=== AVAILABLE RECORDS ===

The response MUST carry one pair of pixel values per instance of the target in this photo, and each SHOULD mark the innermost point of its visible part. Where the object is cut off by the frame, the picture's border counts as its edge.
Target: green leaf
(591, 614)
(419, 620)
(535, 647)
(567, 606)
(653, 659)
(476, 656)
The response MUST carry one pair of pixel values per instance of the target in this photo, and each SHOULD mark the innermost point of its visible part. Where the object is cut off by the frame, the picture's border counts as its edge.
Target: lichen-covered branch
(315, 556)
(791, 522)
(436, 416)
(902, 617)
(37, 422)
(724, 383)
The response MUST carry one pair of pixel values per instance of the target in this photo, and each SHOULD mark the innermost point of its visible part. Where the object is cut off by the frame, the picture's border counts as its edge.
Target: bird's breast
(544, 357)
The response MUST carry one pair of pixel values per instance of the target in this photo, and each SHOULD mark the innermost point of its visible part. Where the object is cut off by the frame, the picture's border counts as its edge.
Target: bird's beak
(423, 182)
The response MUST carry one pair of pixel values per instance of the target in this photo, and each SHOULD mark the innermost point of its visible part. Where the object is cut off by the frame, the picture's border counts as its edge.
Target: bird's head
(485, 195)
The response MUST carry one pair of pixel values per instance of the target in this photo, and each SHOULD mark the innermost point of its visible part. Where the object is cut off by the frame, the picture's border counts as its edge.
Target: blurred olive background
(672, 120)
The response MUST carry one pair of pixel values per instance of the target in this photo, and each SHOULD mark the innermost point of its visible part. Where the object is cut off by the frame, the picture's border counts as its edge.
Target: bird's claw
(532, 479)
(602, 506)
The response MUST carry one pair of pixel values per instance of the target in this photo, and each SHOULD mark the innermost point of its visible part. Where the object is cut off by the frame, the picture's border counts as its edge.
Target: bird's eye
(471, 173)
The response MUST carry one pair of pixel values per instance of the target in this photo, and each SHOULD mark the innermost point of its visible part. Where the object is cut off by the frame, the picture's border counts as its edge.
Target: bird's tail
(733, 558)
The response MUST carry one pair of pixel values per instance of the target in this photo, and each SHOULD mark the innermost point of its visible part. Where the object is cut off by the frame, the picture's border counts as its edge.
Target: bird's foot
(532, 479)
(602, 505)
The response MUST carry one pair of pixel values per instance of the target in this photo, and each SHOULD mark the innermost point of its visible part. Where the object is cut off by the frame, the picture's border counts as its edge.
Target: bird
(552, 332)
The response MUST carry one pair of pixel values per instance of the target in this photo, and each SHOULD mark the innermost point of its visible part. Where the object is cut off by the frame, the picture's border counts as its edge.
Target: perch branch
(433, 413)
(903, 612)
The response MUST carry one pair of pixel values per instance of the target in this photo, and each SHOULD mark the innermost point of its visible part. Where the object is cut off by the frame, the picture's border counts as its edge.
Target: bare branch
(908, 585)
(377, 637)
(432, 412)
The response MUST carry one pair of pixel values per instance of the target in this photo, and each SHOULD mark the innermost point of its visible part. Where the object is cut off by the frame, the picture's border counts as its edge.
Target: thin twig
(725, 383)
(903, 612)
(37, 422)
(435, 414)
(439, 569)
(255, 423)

===

PROBLEM DESCRIPTION ->
Every record must be returned exactly.

REPLY ->
The response MUST carry one pair of pixel values per instance of the target in this photo, and each SHOULD mark the innermost point of its visible part. Where the object is cut off by the frame, the picture's border counts as its edge.
Target: green leaf
(591, 614)
(419, 620)
(535, 647)
(567, 606)
(653, 659)
(476, 656)
The response MUST carry one pair of pixel values per instance of the target in this photo, and each SHOULD mark the innermost point of its visible part. Where the object is cut off by the frame, the picture's border counts as its edge.
Target: lichen-covered branch
(315, 556)
(791, 522)
(436, 416)
(902, 617)
(37, 422)
(724, 383)
The response MUST carry one pair of pixel values per instance of the target in this photo, and each SHOULD mark the innermost point of its visible part. Where the object is cut off by the frame, the picture's border counts as its edge.
Target: bird's breast
(544, 357)
The response MUST carry one pair of pixel values per instance of the target in this photo, and each SHOULD mark the innermost point of its visible part. Where the object is cut off by the frame, the picture's border counts as its edge.
Target: bird's beak
(423, 182)
The response MUST carry one pair of pixel values per instance of the target in this photo, and each SHOULD mark the innermost point of its visible part. Where the object is cut off by the frame, the picture's border counts as its edge.
Target: bird's head
(485, 195)
The response MUST carry one pair of pixel values per instance of the target in this photo, and each SHOULD mark the innermost point of its visible part. Where the object is cut off by the frame, the picture's border counts as its edge.
Target: blurred olive background
(672, 120)
The response MUST carry one pair of pixel values per instance of the target in this photo, and each SHOULD mark the innermost point of its visible part. Where the object is cut off by the frame, the picture's border counts as its edge.
Target: bird's claw
(532, 479)
(602, 506)
The response MUST carry one pair of pixel values per instance of the target in this photo, and each SHOULD mark the innermost point of its visible part. Where the object is cut off by the frame, the picture's border counts as its edge.
Target: bird's eye
(471, 173)
The response MUST carry one pair of pixel values per instance of the target in this photo, and each SHOULD mark the innermost point of its visible part. Where the object is cut off by the frame, the picture's border counts as its edge.
Target: bird's tail
(733, 558)
The response MUST carry one pair of pixel values per instance of the target in this photo, and each SHOULD mark the innermost point of its visible part. Where the object is cut off by the frame, the picture's border counts as its edge.
Target: bird's foot
(532, 479)
(602, 505)
The response MUST carry one pair of pixel values per instance of the target in this photo, and each SHOULD mark the innermost point of its visible part. Where the object is cut off by the frame, the picture's border counts as its edge.
Target: bird
(552, 332)
The response MUST carry one pair of pixel values per instance of the target in this photo, and each SHOULD mark the innermost point of its visible part. Where the object is cut off by the frame, the picture's border counts as its edge.
Target: perch branch
(433, 413)
(903, 612)
The response MUST carry one pair of pixel values per instance of the target in this photo, and each SHOULD mark the innermost point of its visible part. Where the object is cut off by the frame, the picture's border counts as its edge.
Target: bare branch
(908, 585)
(377, 637)
(432, 412)
The response MUST carry one pair of pixel values per instance of the target in this photo, and each SHOULD mark the innermost point of its visible part. Where the object is cut off by the frame, the picture's border counts as its edge.
Target: thin twig
(725, 383)
(903, 612)
(37, 422)
(435, 414)
(439, 569)
(255, 423)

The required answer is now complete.